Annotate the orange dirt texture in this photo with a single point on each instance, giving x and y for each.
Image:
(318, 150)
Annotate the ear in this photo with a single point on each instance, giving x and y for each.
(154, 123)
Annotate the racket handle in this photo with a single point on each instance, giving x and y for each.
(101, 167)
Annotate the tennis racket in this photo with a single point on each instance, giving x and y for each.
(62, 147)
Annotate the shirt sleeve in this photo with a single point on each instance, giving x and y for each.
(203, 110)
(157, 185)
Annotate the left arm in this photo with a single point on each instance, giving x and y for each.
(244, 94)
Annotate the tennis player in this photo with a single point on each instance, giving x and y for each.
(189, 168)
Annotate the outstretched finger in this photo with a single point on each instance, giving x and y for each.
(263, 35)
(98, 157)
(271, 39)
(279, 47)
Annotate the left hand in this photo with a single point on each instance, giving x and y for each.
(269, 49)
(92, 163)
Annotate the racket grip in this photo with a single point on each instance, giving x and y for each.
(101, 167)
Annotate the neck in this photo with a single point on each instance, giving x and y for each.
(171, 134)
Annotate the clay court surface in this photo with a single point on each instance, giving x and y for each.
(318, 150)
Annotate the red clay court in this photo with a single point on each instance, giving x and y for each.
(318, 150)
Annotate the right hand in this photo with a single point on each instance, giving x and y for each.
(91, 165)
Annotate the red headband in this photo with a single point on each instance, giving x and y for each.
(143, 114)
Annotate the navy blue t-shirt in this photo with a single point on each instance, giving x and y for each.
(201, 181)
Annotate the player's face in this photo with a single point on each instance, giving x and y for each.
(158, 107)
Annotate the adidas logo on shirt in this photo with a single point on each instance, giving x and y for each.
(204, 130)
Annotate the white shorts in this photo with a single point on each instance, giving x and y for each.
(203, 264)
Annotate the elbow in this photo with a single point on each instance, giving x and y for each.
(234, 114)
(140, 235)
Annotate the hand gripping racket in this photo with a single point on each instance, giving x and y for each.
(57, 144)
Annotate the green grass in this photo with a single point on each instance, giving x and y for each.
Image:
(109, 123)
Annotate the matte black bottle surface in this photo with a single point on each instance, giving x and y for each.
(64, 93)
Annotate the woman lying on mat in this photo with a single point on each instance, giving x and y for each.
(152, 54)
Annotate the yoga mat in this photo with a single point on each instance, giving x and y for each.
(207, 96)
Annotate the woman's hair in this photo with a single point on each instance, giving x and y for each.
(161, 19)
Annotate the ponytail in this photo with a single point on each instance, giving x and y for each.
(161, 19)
========================================================================
### Stated task
Write the listing out again, exactly as shown above.

### Task answer
Annotate the orange dirt texture in this photo with a single point on each instance, giving x and y for each.
Image:
(318, 150)
Annotate the ear in this photo with a single point on each instance, giving x and y for each.
(154, 123)
Annotate the racket handle in this photo with a single point on each instance, giving x and y for each.
(101, 167)
Annotate the tennis racket in this photo with a single point on each instance, giving x and y for each.
(62, 147)
Annotate the shirt sleeve in this photo with a single point on each instance, giving x and y for each.
(203, 110)
(157, 185)
Annotate the left arm in this photo with a single point on each instance, giving x and y for each.
(244, 94)
Annotate the tennis player in this photo with a single point on each instance, giving x and y for each.
(189, 168)
Annotate the outstretched finger in this photo with a single point on each instance, giving x and y for each.
(263, 35)
(98, 157)
(271, 39)
(279, 47)
Annotate the left hand in this photo with a single point on each instance, giving x and y for each.
(269, 49)
(92, 163)
Annotate the racket grip in this photo with a single point on each instance, giving x and y for each.
(101, 167)
Annotate the neck in this photo with a single point on each instance, giving x and y for each.
(171, 134)
Annotate the clay court surface in this photo with a single point on each instance, giving x and y for each.
(318, 150)
Annotate the red clay court in this photo with a single point on each instance, giving x and y for each.
(318, 150)
Annotate the right hand in this photo with a single point on each instance, giving x and y for each.
(91, 165)
Annotate the red headband in this photo with a single point on each instance, giving x and y for each.
(143, 114)
Annotate the navy blue t-shirt in this photo with a single point on each instance, giving x and y for each.
(201, 181)
Annotate the player's face in this photo with a single point on each instance, giving x and y for each.
(158, 107)
Annotate the adidas logo on shirt in this photo with a single point on each instance, giving x and y for each.
(204, 130)
Annotate the white shorts in this photo with a single point on each instance, giving x and y for each.
(203, 264)
Annotate the elbow in this photo with a single point on each instance, giving x and y for each.
(234, 114)
(140, 235)
Annotate the hand gripping racket in this photo with a single point on each instance, giving x and y for each.
(57, 144)
Annotate the green grass in this photo with a single point on each instance, giving x and y for each.
Image:
(109, 123)
Annotate the matte black bottle surface in this photo with a single point on each instance, giving x and y for each.
(64, 93)
Annotate the woman lying on mat in this photo with a single point on each instance, giving x and y for each.
(152, 54)
Annotate the yoga mat in this photo with a single point on each instance, giving x and y for each.
(207, 96)
Annotate the woman's hair in this photo with a single point on each instance, giving x and y for each.
(161, 19)
Annotate the ponytail in this photo with a single point on each instance, giving x and y for each.
(161, 19)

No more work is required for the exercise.